Travail à faire:
(1) Répondez aux questions suivantes à partir du texte sur la résidence à la Villa.
(a) Quels types d'espaces la Villa propose-t-elle selon Flore Falcinelli ?
(b) Quel est le nom de la performance prévue par Marcus Borja et Céline Pelcé ?
(c) De quel projet de Marcus Borja l'idée de cette performance est-elle venue ?
(2) Indiquez si chacune des affirmations suivantes concorde avec le texte sur la résidence à la Villa, en citant les mots qui le prouvent.
(a) Les studios de la Villa ont chacun une configuration différente.
(b) Dérive nocturne réunit cinéma, concert et performance culinaire.
(c) Céline Pelcé voulait concevoir un menu interactif avec le film.
(3) Poursuivez le texte sur la résidence à la Villa à partir de sa dernière phrase.

Flore Falcinelli – Si la résidence favorise la singularité de chaque projet, pour moi qui souhaitais travailler ensemble, j’avais tous les moyens. De manière pratique, nous pouvons recevoir des artistes à l’intérieur de la Villa pour faire des collaborations : nous avons des espaces de rencontre, des espaces de travail et des espaces intimistes, ainsi que de nombreux espaces extérieurs qui permettent de multiplier les pratiques plastiques. On vit tous ensemble, les studios ont la même configuration, il y a une interdépendance des expériences : donc les projets sont très vite utilisés.

Marcus Borja – Avec Céline Pelcé, nous avons prévu une performance multisensorielle entre cinéma, concert et performance culinaire, appelée Dérive nocturne et qui était une véritable œuvre à quatre mains. L’idée est venue de mon projet Note di note. Notes du soir : Céline voulait concevoir un menu interactif avec ce film. J’ai donc rejoint ce projet avec mon film et ma pratique musicale, et Céline avec sa pratique d’artiste culinaire.

Matériel extrait:
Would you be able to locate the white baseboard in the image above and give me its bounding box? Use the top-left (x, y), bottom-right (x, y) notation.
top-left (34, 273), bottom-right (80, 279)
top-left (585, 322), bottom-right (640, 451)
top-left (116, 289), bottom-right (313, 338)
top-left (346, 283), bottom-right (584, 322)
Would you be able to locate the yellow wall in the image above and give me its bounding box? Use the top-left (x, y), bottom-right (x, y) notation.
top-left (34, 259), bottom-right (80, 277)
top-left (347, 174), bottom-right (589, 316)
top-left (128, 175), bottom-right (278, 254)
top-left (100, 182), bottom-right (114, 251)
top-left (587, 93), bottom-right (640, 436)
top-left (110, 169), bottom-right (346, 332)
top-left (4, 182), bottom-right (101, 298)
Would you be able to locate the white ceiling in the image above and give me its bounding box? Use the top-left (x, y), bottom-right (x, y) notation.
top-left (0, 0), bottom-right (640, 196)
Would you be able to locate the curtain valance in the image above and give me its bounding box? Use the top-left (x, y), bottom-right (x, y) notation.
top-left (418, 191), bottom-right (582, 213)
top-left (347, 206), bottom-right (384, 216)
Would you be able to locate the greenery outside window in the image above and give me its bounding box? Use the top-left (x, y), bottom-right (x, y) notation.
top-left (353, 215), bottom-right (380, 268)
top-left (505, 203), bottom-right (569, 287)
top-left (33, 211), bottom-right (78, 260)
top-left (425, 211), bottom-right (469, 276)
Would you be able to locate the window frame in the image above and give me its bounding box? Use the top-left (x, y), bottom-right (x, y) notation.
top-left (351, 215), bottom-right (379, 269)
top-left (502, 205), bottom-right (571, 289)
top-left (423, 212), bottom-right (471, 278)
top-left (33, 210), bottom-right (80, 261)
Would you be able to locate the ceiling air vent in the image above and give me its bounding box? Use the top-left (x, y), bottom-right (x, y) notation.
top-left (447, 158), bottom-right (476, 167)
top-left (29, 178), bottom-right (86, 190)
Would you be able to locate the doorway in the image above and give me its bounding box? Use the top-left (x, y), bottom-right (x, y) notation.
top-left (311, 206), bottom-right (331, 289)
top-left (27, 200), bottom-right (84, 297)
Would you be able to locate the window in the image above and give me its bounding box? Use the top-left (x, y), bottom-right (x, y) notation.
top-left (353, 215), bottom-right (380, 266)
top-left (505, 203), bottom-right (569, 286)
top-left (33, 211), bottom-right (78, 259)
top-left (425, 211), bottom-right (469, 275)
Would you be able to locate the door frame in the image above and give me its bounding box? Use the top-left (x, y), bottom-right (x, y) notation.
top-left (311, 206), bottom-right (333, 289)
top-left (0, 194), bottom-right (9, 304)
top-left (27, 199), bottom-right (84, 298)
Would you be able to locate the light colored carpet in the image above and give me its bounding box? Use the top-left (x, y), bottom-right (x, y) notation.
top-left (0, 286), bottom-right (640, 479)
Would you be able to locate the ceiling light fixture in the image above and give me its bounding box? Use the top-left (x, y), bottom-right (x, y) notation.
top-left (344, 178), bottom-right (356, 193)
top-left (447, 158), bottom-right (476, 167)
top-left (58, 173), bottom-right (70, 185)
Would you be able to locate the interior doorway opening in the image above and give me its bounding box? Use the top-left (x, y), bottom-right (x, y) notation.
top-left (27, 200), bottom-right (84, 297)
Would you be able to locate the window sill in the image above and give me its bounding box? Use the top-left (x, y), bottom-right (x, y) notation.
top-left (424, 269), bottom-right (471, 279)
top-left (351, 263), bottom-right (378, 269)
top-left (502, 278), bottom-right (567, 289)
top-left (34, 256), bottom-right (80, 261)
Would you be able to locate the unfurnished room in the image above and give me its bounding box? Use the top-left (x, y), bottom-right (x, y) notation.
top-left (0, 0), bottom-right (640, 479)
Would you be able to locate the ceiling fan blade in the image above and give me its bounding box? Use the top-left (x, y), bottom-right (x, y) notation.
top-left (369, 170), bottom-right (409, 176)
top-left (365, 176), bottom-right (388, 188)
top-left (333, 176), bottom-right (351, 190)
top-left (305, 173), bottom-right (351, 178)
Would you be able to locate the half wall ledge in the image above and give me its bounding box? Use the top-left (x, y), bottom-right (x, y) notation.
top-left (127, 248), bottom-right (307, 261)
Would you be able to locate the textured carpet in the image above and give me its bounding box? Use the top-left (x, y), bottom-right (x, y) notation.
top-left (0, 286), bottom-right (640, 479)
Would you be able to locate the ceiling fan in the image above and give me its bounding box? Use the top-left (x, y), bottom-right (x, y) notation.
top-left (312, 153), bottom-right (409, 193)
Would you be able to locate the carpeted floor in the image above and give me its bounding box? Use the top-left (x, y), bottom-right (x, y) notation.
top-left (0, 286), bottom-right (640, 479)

Réponses dans l'ordre:
(1)
(a) Des espaces de rencontre, des espaces de travail, des espaces intimistes et de nombreux espaces extérieurs.
(b) Dérive nocturne.
(c) Note di note. Notes du soir.

(2)
(a) Non : « les studios ont la même configuration ».
(b) Oui : « une performance multisensorielle entre cinéma, concert et performance culinaire ».
(c) Oui : « Céline voulait concevoir un menu interactif avec ce film ».

(3)
Céline Pelcé – La résidence favorise la collaboration dans le sens où les relations s’établissent au-delà d’une rencontre purement professionnelle. Il y a aussi le quotidien, les échanges entre deux portes, les rencontres impromptues, etc. Pour ma part, j’ai collaboré avec de nombreux lauréats de la Villa, invitant à chaque fois un collaborateur du Japon à se joindre au projet, pour combiner découvertes et concepts. C’était passionné !

Alexandru Balgiu – Il ne faut pas voir la période de résidence comme une fin : il est important de voir ce qu’elle nous apporte sur une longue durée, et le temps du séjour est très rapide. C’est une invitation à aller plus loin, à poursuivre la conversation.